Spring Lamb Chops Stuffed with Porcini Mushrooms & Sun-dried Tomatoes
2009 Petite Sirah — French Camp Vineyards, Paso Robles
Our 2009 Petite Sirah comes from French Camp Vineyards in the extreme south-western portion of the Paso Robles appellation, an area Ken affectionately calls “West Bakersfield.” French Camp Vineyards lie north of the Caliente and Temblor mountain ranges and the Carrizo Plain National Monument. The soils of the property are the result of several geologic forces including the sedimentation of an ancient fresh water inland sea, the alluvium from the San Juan River, and the proximity to the San Andreas Fault.
French Camp Vineyards averages eleven inches of rainfall annually and has a Mediterranean climate with large daily temperature swings. A 40-60 degree swing between daytime high and morning low temperatures occurs on a regular basis during the wine growing season. This large temperature variation has a profound impact on vine physiology and the metabolites produced in the ripening grapes. The bright warm days allow for efficient photosynthesis and carbohydrate development while the cold nights retard the metabolism of organic acids. In comparison to wine growing regions where hot days are followed by warm night temperatures, the grapes respire much of the malic acid during warm evenings.
A number of grape varieties have been called “Petite Sirah” in California; however, what constitutes 95% of Petite Sirah acreage in California is actually the grape Durif. In 1880, French botanist Francois Durif discovered a unique vine growing in a vineyard of Peloursin grapes and propagated the vine which would be called by his family name Durif. The Trade and Tax Bureau (TTB), which regulates the United States wine industry, considers Durif to be synonymous with Petite Sirah: either name is allowed to be used on the labels of bottlings of either varietal. Genetic research indicates that Petite Sirah resulted from a cross of Syrah and Peloursin grapes.

Dataset records
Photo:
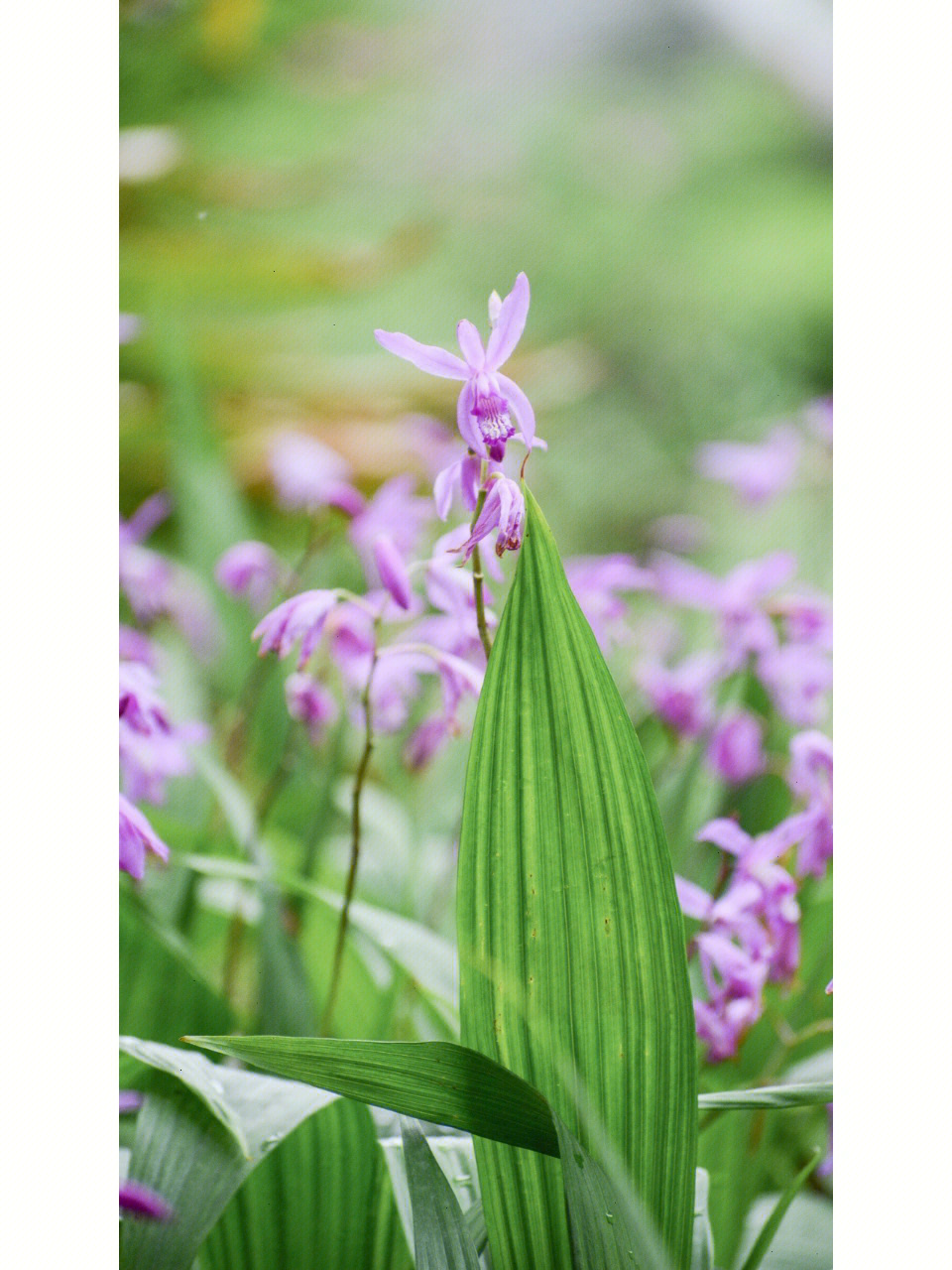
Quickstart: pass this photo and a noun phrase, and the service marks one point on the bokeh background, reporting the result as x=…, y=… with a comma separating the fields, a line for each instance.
x=295, y=173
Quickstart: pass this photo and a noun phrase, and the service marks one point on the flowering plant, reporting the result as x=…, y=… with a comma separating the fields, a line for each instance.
x=642, y=864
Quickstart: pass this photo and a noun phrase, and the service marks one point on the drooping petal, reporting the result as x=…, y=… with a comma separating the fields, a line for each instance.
x=393, y=571
x=521, y=408
x=470, y=344
x=465, y=421
x=485, y=521
x=144, y=1202
x=424, y=357
x=509, y=325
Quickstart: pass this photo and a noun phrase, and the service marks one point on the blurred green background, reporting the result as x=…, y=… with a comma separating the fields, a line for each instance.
x=295, y=173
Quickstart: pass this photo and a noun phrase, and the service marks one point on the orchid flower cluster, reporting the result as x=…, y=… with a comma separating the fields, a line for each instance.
x=765, y=630
x=421, y=612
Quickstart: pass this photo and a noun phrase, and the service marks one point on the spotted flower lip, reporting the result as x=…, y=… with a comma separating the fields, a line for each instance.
x=489, y=399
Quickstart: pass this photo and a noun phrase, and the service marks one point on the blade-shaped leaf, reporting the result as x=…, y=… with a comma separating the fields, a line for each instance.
x=435, y=1080
x=812, y=1093
x=702, y=1251
x=162, y=993
x=572, y=966
x=191, y=1155
x=607, y=1224
x=442, y=1238
x=321, y=1198
x=762, y=1245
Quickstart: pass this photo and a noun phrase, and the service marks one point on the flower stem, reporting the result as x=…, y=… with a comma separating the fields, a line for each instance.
x=326, y=1017
x=477, y=575
x=254, y=683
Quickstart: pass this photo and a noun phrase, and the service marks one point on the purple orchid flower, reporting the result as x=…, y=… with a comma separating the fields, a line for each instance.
x=249, y=571
x=136, y=647
x=141, y=1201
x=393, y=571
x=680, y=697
x=504, y=508
x=798, y=679
x=137, y=837
x=757, y=472
x=811, y=779
x=488, y=398
x=397, y=511
x=598, y=584
x=461, y=479
x=737, y=751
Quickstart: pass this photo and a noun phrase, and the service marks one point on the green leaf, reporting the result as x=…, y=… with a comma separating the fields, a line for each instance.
x=442, y=1238
x=197, y=1157
x=162, y=993
x=762, y=1245
x=608, y=1227
x=572, y=966
x=322, y=1197
x=434, y=1080
x=702, y=1250
x=812, y=1093
x=286, y=996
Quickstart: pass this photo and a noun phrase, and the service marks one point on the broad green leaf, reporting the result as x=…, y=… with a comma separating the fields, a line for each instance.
x=762, y=1243
x=286, y=996
x=321, y=1198
x=162, y=993
x=194, y=1071
x=803, y=1239
x=442, y=1238
x=572, y=969
x=191, y=1156
x=811, y=1093
x=608, y=1225
x=434, y=1080
x=456, y=1156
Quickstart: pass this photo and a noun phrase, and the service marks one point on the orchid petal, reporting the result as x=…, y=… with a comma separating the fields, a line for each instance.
x=726, y=834
x=465, y=422
x=693, y=899
x=521, y=407
x=443, y=489
x=470, y=344
x=509, y=324
x=424, y=357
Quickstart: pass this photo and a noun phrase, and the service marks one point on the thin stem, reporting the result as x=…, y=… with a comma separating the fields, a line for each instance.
x=477, y=575
x=354, y=839
x=266, y=802
x=253, y=685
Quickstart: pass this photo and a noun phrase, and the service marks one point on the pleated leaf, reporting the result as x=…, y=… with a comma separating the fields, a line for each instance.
x=199, y=1133
x=442, y=1238
x=762, y=1245
x=572, y=969
x=434, y=1080
x=321, y=1201
x=451, y=1084
x=162, y=993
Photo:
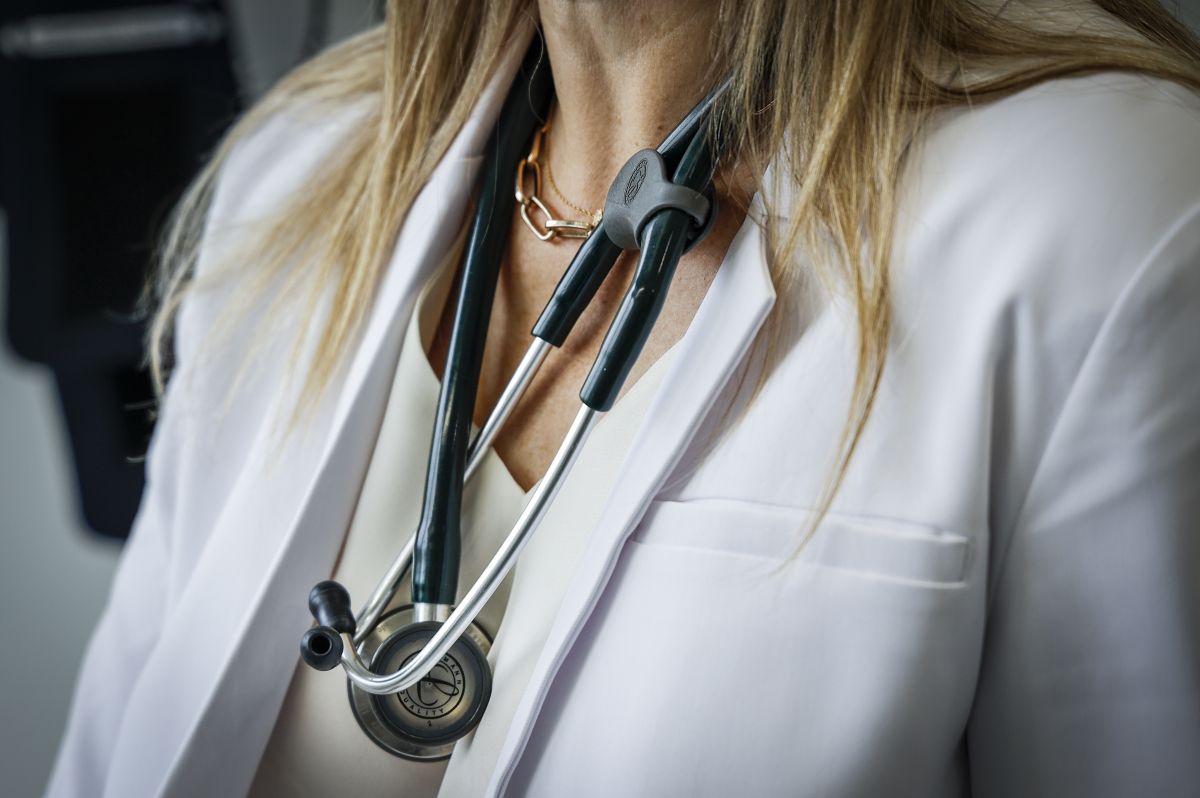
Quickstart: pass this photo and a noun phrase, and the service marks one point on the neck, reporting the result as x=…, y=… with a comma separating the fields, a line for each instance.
x=625, y=72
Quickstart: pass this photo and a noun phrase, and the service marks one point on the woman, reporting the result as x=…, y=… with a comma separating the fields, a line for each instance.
x=900, y=499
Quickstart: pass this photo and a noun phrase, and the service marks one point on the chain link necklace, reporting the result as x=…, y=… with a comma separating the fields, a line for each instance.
x=528, y=193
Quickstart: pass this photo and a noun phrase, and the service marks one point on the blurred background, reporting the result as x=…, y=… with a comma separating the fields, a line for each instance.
x=106, y=111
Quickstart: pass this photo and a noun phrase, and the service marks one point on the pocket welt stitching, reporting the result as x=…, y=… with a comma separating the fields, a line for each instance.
x=883, y=547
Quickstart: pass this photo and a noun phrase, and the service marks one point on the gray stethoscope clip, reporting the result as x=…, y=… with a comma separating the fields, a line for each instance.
x=419, y=677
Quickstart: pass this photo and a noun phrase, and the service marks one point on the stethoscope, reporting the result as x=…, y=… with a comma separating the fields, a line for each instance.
x=419, y=677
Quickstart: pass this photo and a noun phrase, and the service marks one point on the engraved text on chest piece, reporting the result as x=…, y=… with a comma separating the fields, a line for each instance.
x=438, y=694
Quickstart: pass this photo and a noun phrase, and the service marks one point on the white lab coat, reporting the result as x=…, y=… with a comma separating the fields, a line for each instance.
x=1003, y=601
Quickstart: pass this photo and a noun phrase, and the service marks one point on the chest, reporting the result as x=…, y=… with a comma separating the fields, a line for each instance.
x=528, y=275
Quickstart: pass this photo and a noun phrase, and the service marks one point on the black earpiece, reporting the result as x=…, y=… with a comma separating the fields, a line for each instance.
x=330, y=605
x=322, y=646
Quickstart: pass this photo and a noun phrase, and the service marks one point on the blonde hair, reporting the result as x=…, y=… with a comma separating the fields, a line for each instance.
x=833, y=93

» QUESTIONS:
1. In the wine text, swap "Petite Sirah" for "Durif" in the part that starts with the words "Spring Lamb Chops" and ends with "San Andreas Fault.", and give that part.
2. List the geologic forces that the wine text says shaped the soils of French Camp Vineyards.
The entries are separate material and have nothing to do with the wine text.

» ANSWER SET:
1.
Spring Lamb Chops Stuffed with Porcini Mushrooms & Sun-dried Tomatoes
2009 Durif — French Camp Vineyards, Paso Robles
Our 2009 Durif comes from French Camp Vineyards in the extreme south-western portion of the Paso Robles appellation, an area Ken affectionately calls “West Bakersfield.” French Camp Vineyards lie north of the Caliente and Temblor mountain ranges and the Carrizo Plain National Monument. The soils of the property are the result of several geologic forces including the sedimentation of an ancient fresh water inland sea, the alluvium from the San Juan River, and the proximity to the San Andreas Fault.

2.
- the sedimentation of an ancient fresh water inland sea
- the alluvium from the San Juan River
- the proximity to the San Andreas Fault